▶ STATED EXERCISE
Please count how many lines in the entries below contain the word "desert", and reply with that number alone.

Entries drawn from a collection:
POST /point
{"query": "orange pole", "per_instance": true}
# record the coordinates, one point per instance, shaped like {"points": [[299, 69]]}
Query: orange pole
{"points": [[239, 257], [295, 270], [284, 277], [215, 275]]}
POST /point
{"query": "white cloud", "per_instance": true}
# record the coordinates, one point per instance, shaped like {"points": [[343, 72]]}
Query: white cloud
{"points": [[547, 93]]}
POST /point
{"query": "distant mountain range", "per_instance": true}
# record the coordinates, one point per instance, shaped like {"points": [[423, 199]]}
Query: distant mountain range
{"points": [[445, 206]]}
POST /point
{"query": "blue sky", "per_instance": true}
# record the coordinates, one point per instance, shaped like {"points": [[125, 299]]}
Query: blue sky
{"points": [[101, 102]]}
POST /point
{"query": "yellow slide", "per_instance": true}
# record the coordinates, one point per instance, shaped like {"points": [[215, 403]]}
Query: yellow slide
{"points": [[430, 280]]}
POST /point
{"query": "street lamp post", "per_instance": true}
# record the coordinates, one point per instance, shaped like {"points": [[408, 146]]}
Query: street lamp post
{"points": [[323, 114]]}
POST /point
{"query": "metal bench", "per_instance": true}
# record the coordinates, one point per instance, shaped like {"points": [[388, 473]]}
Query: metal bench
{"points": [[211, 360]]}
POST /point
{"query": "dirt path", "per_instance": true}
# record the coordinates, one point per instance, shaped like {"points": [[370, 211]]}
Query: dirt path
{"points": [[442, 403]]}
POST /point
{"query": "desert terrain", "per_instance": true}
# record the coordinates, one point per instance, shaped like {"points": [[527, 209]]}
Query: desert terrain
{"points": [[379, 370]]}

...

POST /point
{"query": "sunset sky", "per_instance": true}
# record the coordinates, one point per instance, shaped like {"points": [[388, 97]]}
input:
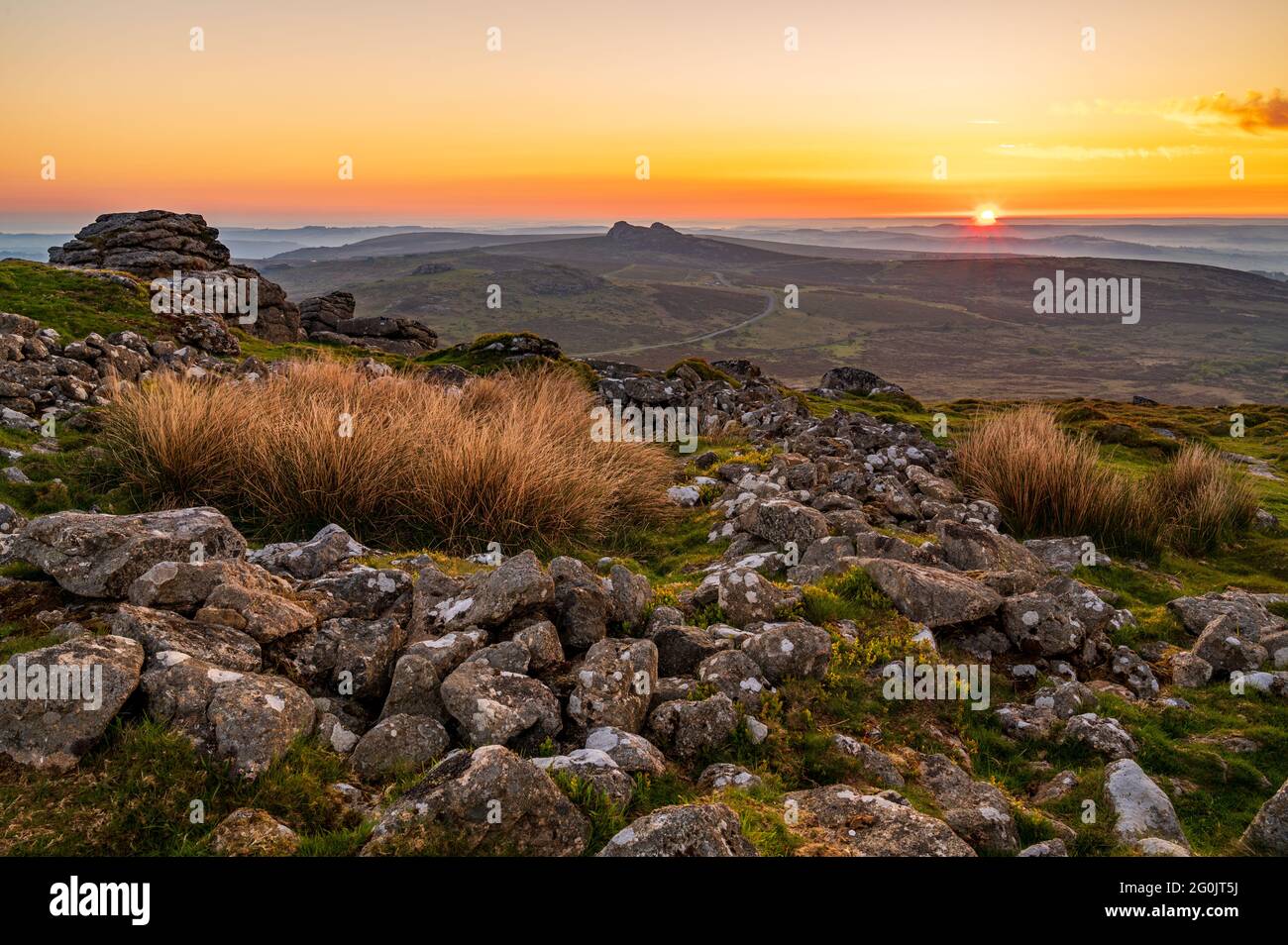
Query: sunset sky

▶ COMPLETED TASK
2